■ HOW TO COMPLETE THIS TASK ■
Should any entry seem unclear, still set it down exactly as given, along with all the others.

■ Region pointing data ■
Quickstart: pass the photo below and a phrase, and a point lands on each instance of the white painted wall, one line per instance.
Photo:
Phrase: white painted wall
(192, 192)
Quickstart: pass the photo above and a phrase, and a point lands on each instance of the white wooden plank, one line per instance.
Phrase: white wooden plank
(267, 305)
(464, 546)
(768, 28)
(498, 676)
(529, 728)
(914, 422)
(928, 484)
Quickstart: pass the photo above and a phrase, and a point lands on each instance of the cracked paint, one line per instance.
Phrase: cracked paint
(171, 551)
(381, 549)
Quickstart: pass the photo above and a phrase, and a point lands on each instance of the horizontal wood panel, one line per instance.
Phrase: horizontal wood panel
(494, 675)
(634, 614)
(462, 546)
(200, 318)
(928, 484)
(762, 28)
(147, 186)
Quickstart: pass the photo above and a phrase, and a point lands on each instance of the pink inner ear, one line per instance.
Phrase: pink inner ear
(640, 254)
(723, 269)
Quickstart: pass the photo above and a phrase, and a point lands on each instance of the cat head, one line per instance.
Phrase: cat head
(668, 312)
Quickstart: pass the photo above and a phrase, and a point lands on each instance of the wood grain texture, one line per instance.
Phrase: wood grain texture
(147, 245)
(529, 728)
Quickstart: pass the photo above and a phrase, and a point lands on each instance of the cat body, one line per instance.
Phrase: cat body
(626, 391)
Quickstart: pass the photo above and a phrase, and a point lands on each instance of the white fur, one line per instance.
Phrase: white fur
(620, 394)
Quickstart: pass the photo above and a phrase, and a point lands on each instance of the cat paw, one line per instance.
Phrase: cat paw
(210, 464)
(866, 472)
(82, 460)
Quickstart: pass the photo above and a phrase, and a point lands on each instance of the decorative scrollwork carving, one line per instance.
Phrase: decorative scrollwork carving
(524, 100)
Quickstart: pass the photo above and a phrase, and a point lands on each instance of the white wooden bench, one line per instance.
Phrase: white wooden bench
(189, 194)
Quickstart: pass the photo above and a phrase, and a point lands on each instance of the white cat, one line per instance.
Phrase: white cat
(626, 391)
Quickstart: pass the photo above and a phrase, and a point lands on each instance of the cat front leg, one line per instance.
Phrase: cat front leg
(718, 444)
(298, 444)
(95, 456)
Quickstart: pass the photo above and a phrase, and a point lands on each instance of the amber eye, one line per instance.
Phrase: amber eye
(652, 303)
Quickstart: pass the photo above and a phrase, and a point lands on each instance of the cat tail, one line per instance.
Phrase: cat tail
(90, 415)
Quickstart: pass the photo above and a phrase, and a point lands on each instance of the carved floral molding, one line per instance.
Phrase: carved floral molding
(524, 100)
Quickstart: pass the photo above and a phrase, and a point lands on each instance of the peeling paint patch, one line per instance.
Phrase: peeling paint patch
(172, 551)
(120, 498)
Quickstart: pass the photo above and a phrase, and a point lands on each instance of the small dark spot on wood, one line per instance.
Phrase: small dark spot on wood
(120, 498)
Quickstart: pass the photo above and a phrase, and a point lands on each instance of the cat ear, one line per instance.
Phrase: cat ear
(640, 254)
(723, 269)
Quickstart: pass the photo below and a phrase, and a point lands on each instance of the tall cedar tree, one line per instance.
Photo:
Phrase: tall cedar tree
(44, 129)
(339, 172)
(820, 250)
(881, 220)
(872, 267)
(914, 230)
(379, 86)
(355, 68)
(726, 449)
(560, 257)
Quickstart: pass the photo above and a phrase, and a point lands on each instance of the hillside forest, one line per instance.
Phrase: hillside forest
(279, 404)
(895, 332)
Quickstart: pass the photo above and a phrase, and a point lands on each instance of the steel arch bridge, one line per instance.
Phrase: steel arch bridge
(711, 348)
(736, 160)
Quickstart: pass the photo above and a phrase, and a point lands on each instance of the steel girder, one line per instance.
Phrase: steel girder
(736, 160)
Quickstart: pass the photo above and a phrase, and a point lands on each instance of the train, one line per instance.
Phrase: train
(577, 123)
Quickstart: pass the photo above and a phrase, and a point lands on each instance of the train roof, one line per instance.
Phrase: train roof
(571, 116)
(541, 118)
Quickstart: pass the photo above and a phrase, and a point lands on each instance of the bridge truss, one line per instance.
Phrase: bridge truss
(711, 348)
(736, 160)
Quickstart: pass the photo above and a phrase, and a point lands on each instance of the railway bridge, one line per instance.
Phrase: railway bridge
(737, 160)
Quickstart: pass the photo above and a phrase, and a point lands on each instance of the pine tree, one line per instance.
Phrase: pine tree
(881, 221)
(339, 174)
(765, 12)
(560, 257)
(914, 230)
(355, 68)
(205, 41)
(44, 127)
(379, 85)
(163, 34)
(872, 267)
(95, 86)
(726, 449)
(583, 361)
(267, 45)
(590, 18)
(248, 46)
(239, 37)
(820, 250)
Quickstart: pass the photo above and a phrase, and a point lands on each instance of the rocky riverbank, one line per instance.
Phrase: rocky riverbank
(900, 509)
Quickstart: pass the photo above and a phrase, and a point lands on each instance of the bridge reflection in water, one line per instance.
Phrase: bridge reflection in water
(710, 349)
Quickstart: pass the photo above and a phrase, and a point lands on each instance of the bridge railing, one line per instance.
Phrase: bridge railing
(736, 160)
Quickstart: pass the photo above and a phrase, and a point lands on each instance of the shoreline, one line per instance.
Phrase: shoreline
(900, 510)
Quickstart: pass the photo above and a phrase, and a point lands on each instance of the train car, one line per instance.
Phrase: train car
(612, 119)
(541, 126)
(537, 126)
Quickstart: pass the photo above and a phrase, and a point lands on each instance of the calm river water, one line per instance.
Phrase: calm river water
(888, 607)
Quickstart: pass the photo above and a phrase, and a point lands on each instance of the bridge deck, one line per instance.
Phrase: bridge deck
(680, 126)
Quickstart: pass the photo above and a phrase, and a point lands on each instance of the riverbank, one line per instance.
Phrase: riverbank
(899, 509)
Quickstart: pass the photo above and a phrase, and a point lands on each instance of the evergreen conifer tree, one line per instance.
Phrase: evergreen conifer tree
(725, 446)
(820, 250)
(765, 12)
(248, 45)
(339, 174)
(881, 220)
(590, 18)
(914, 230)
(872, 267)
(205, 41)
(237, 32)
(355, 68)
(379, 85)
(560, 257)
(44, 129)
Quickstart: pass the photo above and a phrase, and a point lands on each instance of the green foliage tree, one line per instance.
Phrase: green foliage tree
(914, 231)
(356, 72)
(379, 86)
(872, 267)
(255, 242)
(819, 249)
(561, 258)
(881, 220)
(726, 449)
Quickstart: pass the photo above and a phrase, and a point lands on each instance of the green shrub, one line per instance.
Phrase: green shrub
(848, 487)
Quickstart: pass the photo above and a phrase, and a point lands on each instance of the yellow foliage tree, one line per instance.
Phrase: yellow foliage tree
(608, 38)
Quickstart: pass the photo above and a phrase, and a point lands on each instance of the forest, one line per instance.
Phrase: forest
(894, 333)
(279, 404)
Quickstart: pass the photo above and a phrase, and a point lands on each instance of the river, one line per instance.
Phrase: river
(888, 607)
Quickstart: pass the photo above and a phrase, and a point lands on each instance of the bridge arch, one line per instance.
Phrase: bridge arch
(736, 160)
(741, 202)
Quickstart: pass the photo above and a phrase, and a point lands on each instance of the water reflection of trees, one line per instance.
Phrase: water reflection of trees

■ OUTPUT FOR THIS TASK ■
Quickstart: pass the photo below and a phrase, and a point lands on each instance of the white painted wall, one line per instance.
Photo:
Phrase: white painted wall
(192, 192)
Quickstart: pass the photo above and a phrase, and a point lands on each instance of the white wooden plank, one line per instance.
Phrase: white wooden plank
(267, 305)
(464, 546)
(768, 28)
(498, 676)
(529, 728)
(914, 422)
(928, 484)
Quickstart: pass the photo above and a phrase, and a point lands on each instance of the cracked paint, one line per instance.
Phrase: cracked paint
(171, 551)
(381, 549)
Quickstart: pass the photo above and a phrase, and a point lands on each instance of the horizontal wood panel, one line per instance.
Phrase: horizontal wood panel
(494, 675)
(634, 614)
(462, 546)
(200, 318)
(928, 484)
(762, 28)
(147, 186)
Quickstart: pass the photo above and a phrase, and a point lands on each instance of the pink inner ear, one line per instance.
Phrase: pink inner ear
(640, 254)
(723, 269)
Quickstart: pass the photo above and a phrase, and a point lands on each instance of the cat head, one line per instance.
Phrase: cat head
(668, 312)
Quickstart: pass the photo above and a phrase, and a point lands on each instance of the wood grain texture, one line per instance.
Phrase: wood grain texture
(147, 245)
(529, 728)
Quickstart: pass the photo above and a phrase, and a point lands on each instance of the cat body, one line per instance.
Phrase: cat body
(626, 391)
Quickstart: pass the photo above and a phrase, and a point lands on each instance of the white fur, one line per instance.
Phrase: white fur
(620, 394)
Quickstart: pass the photo above and a phrase, and a point lands on each instance of the cat paw, one line per instance.
Phrase: cat paw
(210, 464)
(866, 472)
(82, 460)
Quickstart: pass the photo above and a phrase, and a point lands on each instance of the decorative scrollwork carving, one line per instance.
Phrase: decorative scrollwork carving
(524, 100)
Quickstart: pass the photo above and a phrase, and a point lands on each instance of the white wooden bench, one line per instance.
Phrase: white wooden bench
(189, 194)
Quickstart: pass the photo above and a phrase, and a point lands on each instance of the white cat, one line per instance.
Phrase: white cat
(626, 391)
Quickstart: pass the photo above and a phrase, and a point lands on each instance of the cat front leg, one line per instance.
Phrase: cat front leg
(718, 444)
(298, 444)
(95, 456)
Quickstart: pass the photo above and a phrase, and a point lands on each instance of the amber eye, one line per instance.
Phrase: amber eye
(652, 303)
Quickstart: pass the photo above and a phrase, and a point lands on each instance of the cat tail, one line per instance.
Phrase: cat tail
(90, 415)
Quickstart: pass the photo above and a phrase, and a point lands on each instance of the carved floral molding, one line per instance.
Phrase: carved floral molding
(524, 100)
Quickstart: pass the photo above and a phrase, and a point lands on each instance of the peeling paint patch, one line per instance.
Phrase: peeling paint patch
(172, 551)
(120, 498)
Quickstart: pass the photo above and a phrase, and a point lands on each instance of the small dark spot on wood, one line per instance.
Phrase: small dark spot on wood
(120, 498)
Quickstart: pass the photo above and a phrase, and a point lands on each instance of the cat ear, one line per instance.
Phrase: cat ear
(640, 254)
(723, 269)
Quickstart: pass the photo below and a phrase, and a point lands on each instance of the tall cedar tree, one line per instance.
Photo:
Phrase: tall cedar tree
(44, 129)
(339, 172)
(820, 250)
(881, 220)
(872, 267)
(914, 230)
(379, 86)
(355, 68)
(726, 449)
(560, 257)
Quickstart: pass the photo above and a phrase, and a point lands on each instance of the hillside forest, one line per instance.
Phrase: hillside forest
(279, 404)
(895, 332)
Quickstart: pass the photo above and a phrase, and a point lands on each instance of the steel arch bridge, one line per instance.
Phrase: steel arch bridge
(711, 348)
(736, 160)
Quickstart: pass the photo above and a phrase, and a point lands on each instance of the steel girder, one line per instance.
Phrase: steel girder
(736, 160)
Quickstart: pass the photo above and a phrase, and a point lands on each instance of the train, one line per instance.
Phrase: train
(577, 123)
Quickstart: pass the photo above and a phrase, and a point lands on each instance of the train roof, one line per instance.
Phrase: train roof
(571, 116)
(541, 118)
Quickstart: pass the photo above and a phrase, and a point lands on each instance of the bridge truss, one line per instance.
Phrase: bridge truss
(711, 348)
(736, 160)
Quickstart: pass the photo above and a phrase, and a point lands on each instance of the railway bridge, one line per instance.
Phrase: railway bridge
(737, 160)
Quickstart: pass the photo above and a phrase, and a point lands on each instance of the pine tree, one line per instance.
Phrase: pine tree
(881, 221)
(339, 174)
(765, 12)
(560, 257)
(914, 230)
(355, 68)
(205, 41)
(44, 127)
(379, 85)
(163, 34)
(872, 267)
(95, 86)
(726, 449)
(583, 361)
(267, 45)
(590, 18)
(248, 46)
(239, 37)
(820, 250)
Quickstart: pass the photo above and a phrase, and a point lands on each instance of the rocky riverbank, one line per instance.
Phrase: rocky riverbank
(900, 509)
Quickstart: pass the photo above and a phrase, and a point lands on each instance of the bridge reflection in water, one line per instance.
Phrase: bridge reflection in water
(710, 349)
Quickstart: pass the photo above and a phrase, and a point lands on each instance of the bridge railing, one line per instance.
Phrase: bridge railing
(736, 160)
Quickstart: pass the photo above and a phrase, and a point lands on each instance of the shoreline, one line per instance.
Phrase: shoreline
(900, 510)
Quickstart: pass the photo above and a phrase, and a point lands on each instance of the train car, one line per instance.
Phrase: train car
(612, 119)
(541, 126)
(537, 126)
Quickstart: pass the photo above and a phrase, and a point lands on each instance of the calm river water, one line per instance.
Phrase: calm river water
(888, 607)
Quickstart: pass the photo above and a phrase, and a point lands on each instance of the bridge deck, one line per instance.
Phrase: bridge deck
(680, 126)
Quickstart: pass the photo above and a phrase, and a point lands on each instance of the riverbank, one line per instance.
Phrase: riverbank
(899, 509)
Quickstart: pass the photo above and a phrase, and a point lands on each instance of the evergreen conifer tree, one line per instance.
Phrase: evergreen conifer tree
(725, 446)
(820, 250)
(765, 12)
(248, 45)
(339, 174)
(881, 220)
(590, 18)
(914, 230)
(872, 267)
(205, 41)
(237, 32)
(355, 68)
(379, 85)
(560, 257)
(44, 129)
Quickstart: pass the photo above and a phrase, and a point lands on each instance of the green foliage tree, one line per instance.
Phrase: green foliage tree
(914, 231)
(356, 72)
(379, 86)
(872, 267)
(255, 242)
(819, 249)
(561, 258)
(881, 220)
(726, 449)
Quickstart: pass the photo above and a phrase, and a point lands on each instance of the green shrub, one line per instance.
Phrase: green shrub
(848, 487)
Quickstart: pass the photo above and a phrase, and a point lands on each instance of the yellow foliage tree, one line per instance.
Phrase: yellow foliage tree
(608, 38)
Quickstart: pass the photo above and a phrase, and a point lands on each instance of the forest, one line per instance.
Phrase: forest
(894, 333)
(279, 404)
Quickstart: pass the photo above and a phrase, and a point lands on each instance of the river, one line per instance.
Phrase: river
(888, 607)
Quickstart: pass the photo above and a phrase, and a point lands on each instance of the bridge arch, one line per instance.
Phrase: bridge arch
(736, 160)
(741, 202)
Quickstart: pass the photo above and a phrase, and a point lands on each instance of the water reflection of trees, one line per instance.
Phrase: water reflection of trees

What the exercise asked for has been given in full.